• _Kutipan untuk Dibaca_:

+---+

Berita Pangandaran (harapanrakyat.com),- Seiring dengan dikeluarkannya Surat Keputusan Bupati Pangandaran tertanggal 23 Agustus 2017, Nomor: 522.8.81/582/DLHK/2017 tentang Permohonan Perubahan Status Hutan di Langkaplancar dari Perhutani ke Hutan Lindung, yang dialamatkan kepada Gubernur Jawa Barat, dan ditembuskan ke Kementerian dan dinas terkait, membuat masyarakat Kecamatan Langkaplancar sedikit merasa lega.
Masyarakat menganggap bahwa perjuangannya mulai menemukan titik terang. Terlebih diperkuat lagi dengan adanya deklarasi 15 kepala desa se-Kecamatan Langkaplancar yang menolak penebangan, serta mendorong terealisasinya kawasan hutan di Langkaplancar menjadi hutan lindung.
Seperti yang diungkapkan koordinator Gerakan Masyarakat Parahiangan (Gempar), Anton Rahanto, kepada HR Online, Kamis (24/08/2017), bahwa perjuangan pihaknya dalam memperjuangkan hak-hak dasar hajat hidup orang banyak bukan dimulai sejak kemarin sore, namun sudah berjalan bertahun-tahun.
“Lelah dan pedih menjadi saksi yang tak bisa dibayar dengan apapun, kecuali tuntutan kami terkabulkan, yaitu mengubah Gunung Singkup dan beberapa gunung lainnya menjadi hutan lindung atau cagar budaya,” tandas Anton.
Pihaknya menganggap, hutan yang dikelola oleh Perum Perhutani sama sekali tidak memberikan manfaat yang baik bagi masyarakat, kecuali rasa takut akan bencana alam dan kekeringan.
Untuk itu, lanjut Anton, pihaknya akan mengawal surat yang dikeluarkan Bupati Pangandaran, H. Jeje Wiradinata, supaya bisa terealisasikan. Karena, potensi kerusakan alam akan terus meningkat jika aktifitas hutan produksi yang dilakukan Perhutani tetap dilanjutkan.

+---+

• _Catatan yang Diberikan_:
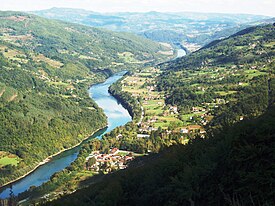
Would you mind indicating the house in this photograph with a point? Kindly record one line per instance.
(184, 131)
(114, 151)
(143, 135)
(174, 109)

+---+

• _Tugas yang Dikerjakan_:
1: Jelaskan dalam satu sampai tiga kalimat, menurut berita tentang hutan Langkaplancar, mengapa pihak Anton akan mengawal surat yang dikeluarkan Bupati Pangandaran.
2: Menurut berita tentang hutan Langkaplancar, berapa kepala desa yang ikut dalam deklarasi menolak penebangan?
3: Tulis ulang bagian berita tentang hutan Langkaplancar, mulai dari "Masyarakat menganggap bahwa" dan berakhir pada "sudah berjalan bertahun-tahun.". Ganti "deklarasi" dengan "pernyataan sikap".

• _Jawaban per Tugas_:
1: Pihak Anton akan mengawal surat Bupati Pangandaran, H. Jeje Wiradinata, agar surat itu bisa terealisasikan. Alasannya, potensi kerusakan alam akan terus meningkat jika aktivitas hutan produksi yang dilakukan Perhutani tetap dilanjutkan.

2: 15 kepala desa se-Kecamatan Langkaplancar.

3:
Masyarakat menganggap bahwa perjuangannya mulai menemukan titik terang. Terlebih diperkuat lagi dengan adanya pernyataan sikap 15 kepala desa se-Kecamatan Langkaplancar yang menolak penebangan, serta mendorong terealisasinya kawasan hutan di Langkaplancar menjadi hutan lindung.
Seperti yang diungkapkan koordinator Gerakan Masyarakat Parahiangan (Gempar), Anton Rahanto, kepada HR Online, Kamis (24/08/2017), bahwa perjuangan pihaknya dalam memperjuangkan hak-hak dasar hajat hidup orang banyak bukan dimulai sejak kemarin sore, namun sudah berjalan bertahun-tahun.